- Material provided -
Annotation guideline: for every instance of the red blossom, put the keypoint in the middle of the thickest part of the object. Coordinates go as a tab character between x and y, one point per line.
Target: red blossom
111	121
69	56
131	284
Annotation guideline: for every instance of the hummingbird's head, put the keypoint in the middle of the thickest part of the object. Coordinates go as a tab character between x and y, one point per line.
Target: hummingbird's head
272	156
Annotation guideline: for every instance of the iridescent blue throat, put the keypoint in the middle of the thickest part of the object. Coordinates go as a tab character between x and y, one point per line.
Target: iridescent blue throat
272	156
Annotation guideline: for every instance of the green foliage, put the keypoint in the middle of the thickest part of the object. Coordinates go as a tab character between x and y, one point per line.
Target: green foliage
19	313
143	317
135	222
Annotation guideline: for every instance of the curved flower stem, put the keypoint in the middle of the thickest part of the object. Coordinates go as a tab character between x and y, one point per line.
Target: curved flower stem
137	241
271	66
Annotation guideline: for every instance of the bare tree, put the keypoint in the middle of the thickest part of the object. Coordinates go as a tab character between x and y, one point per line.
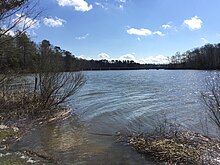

- What you should do -
The output must match the records word for word, except that no pictures appear.

- Solution -
Annotation guideline: for every instance of the red blossom, put the keypoint in the middle of the thickest part of the object. Coordinates go as a tab character between x and y, one point per line.
Target: red blossom
111	121
69	56
131	284
Annotation guideline: for every instance of the hummingbird's head, put the keypoint in the middle of the thickest part of the object. Coordinates go as a tab character between x and y, one point per line.
Target: hummingbird's head
272	156
Annotation guideline: for every instance of the iridescent blue throat, put the keypoint in the middle of the thickest part of the object. Coordinates go as a tab character between x and y, one point per line.
Target: iridescent blue throat
272	156
Annotation guideline: for every instance of the green foliage, put the keypoint in the middle of the thickest part of the object. Coordinates go as a tab character between x and y, one point per line.
Target: green foliage
19	313
143	317
135	222
Annotation guideline: for every instance of the curved flower stem, put the keypoint in the middle of the thickest part of the object. Coordinates go as a tab character between x and y, one point per line.
Target: curved flower stem
137	241
271	66
Annotation guideline: for every instance of the bare tree, put the keypoint in the middle of the thickest part of the object. Coordinates go as a tab character between x and y, one point per line.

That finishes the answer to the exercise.